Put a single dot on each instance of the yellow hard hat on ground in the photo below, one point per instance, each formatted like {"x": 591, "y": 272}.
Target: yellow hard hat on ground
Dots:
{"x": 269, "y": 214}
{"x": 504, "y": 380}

▶ _REQUIRED TASK_
Rewrite the rows above, replacing every occurrence of "hard hat" with "safety helmet" and leaving everything else unchanged.

▶ _TASK SOLUTION_
Put a single dot on each instance of the yellow safety helmet on ground in the photo below, one point per instance, each formatted like {"x": 591, "y": 272}.
Target: yellow safety helmet on ground
Dots:
{"x": 269, "y": 214}
{"x": 504, "y": 380}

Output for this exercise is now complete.